[Quoted passage]
-- Begin --
Most commercial aircraft are powered by jet engines due to their superior design and reliability. However, like any other plane part, there is always the possibility of engine failure. These failures can be caused by many different factors, some of which include:

  • Human errors
  • Structural/mechanical failures
  • Foreign object debris damage
  • Fuel related events
  • Engine fire

Although engine failures will never be completely avoidable, there are steps aircraft operators can take to reduce the risk of the above causes. 

Human Error as a Cause of Plane Engine Failure

Humans are susceptible to fatigue, stress, failure to follow regulations and standard operating procedures, poor decision-making, inadequate training, etc., each of which could lead to errors. As aircraft have become more reliable over the past decades and structural/mechanical failures decreased significantly, human errors have taken the lead as the main cause of aircraft accidents. 

Historical Event

On May 24, 2013, British Airways operated Airbus A319-131, G-EUOE. The fan cowl doors from both engines detached, puncturing a fuel pipe on the right engine, and damaging the airframe and some aircraft systems. The flight crew elected to return to the departure airport and on the approach to land an external fire developed on the right engine. The right engine was shut down and the aircraft landed safely, with no fatalities or injuries.
-- End --
[Material]
-- Begin --
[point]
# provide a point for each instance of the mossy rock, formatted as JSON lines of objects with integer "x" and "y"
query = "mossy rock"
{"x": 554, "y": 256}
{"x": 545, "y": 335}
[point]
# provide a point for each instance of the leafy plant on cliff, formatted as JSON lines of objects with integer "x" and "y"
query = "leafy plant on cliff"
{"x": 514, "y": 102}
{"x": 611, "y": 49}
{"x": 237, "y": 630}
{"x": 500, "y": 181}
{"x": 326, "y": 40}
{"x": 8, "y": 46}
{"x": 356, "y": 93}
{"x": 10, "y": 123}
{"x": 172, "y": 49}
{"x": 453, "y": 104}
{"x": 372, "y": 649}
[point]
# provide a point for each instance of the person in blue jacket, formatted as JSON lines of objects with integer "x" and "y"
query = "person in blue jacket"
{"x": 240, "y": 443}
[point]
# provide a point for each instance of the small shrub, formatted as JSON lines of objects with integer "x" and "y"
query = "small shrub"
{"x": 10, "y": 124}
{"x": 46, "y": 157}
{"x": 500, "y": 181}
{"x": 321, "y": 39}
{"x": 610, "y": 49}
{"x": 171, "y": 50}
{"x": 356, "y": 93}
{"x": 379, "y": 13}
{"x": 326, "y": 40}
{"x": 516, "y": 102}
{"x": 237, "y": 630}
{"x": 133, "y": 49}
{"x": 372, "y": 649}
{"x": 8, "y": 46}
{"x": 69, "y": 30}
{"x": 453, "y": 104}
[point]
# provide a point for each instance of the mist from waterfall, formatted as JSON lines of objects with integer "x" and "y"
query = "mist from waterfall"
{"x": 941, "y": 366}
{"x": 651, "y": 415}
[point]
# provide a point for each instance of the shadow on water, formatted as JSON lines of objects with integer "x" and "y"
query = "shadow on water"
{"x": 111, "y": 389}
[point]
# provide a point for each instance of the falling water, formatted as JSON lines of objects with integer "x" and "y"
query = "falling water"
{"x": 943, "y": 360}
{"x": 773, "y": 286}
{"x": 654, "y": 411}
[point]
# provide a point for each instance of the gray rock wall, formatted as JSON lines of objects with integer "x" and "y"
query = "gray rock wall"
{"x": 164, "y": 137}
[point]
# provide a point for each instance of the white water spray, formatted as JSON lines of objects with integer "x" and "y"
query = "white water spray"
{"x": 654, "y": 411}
-- End --
-- Begin --
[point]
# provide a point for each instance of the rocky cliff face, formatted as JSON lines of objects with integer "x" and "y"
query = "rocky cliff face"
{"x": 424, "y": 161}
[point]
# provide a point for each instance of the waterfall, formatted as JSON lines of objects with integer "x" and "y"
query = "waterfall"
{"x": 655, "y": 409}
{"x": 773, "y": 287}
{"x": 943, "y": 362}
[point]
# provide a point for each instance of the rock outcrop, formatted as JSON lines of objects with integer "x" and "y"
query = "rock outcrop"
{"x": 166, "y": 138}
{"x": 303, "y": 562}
-- End --
[Requirements]
A - List every cause of engine failure that the article on jet engine failure names.
B - Continue the article on jet engine failure from the point where its text ends.

[Expected answers]
A -
- Human errors
- Structural/mechanical failures
- Foreign object debris damage
- Fuel related events
- Engine fire

B -
The investigation determined that a maintenance error had led to the fan cowl doors on both engines being left unlatched by the maintenance crew following scheduled overnight maintenance on the aircraft. The unlatched condition of the fan cowl doors was also not identified by the ground and flight crews prior to the aircraft’s departure the next morning.

Potential Solutions to Human Errors

Safety does not happen accidentally; it requires a level of thinking, planning, and acting. Strict adherence to regulations and standard operating procedures (SOPs), including always effectively running normal checklists, is an effective method to enhance the safety of maintenance, ground, and flight operations by preventing or mitigating crew errors and anticipating or managing operational threats.

Regular training and evaluations can also help aviation professionals stay sharp, develop better skills, and become more confident in their job responsibilities. It is important for personnel to practice emergency procedures regularly, so every individual is prepared and knows how to react in case of an emergency.

Structural/Mechanical Engine Failures

Despite improvements in design and manufacturing quality, equipment failures still account for a significant number of total engine failures. Even with extensive testing and superior certification requirements, manufacturers cannot predict every scenario that could cause an engine to fail. In addition, new technologies often introduce new hazards that lead to new causes of engine failures.

Historical Event

On April 17, 2018, Southwest Airlines Flight 1380, a Boeing 737-700, experienced an engine failure due to a low-cycle fatigue crack in the dovetail of fan blade number 13, which resulted in the fan blade separating inflight and impacting the engine fan case. This impact led to the in-flight separation of several fan cowl components, which struck the fuselage and wing. One of the loose components struck the area near a cabin window, resulting in the rapid depressurization of the cabin and a passenger fatality, as well as several injuries.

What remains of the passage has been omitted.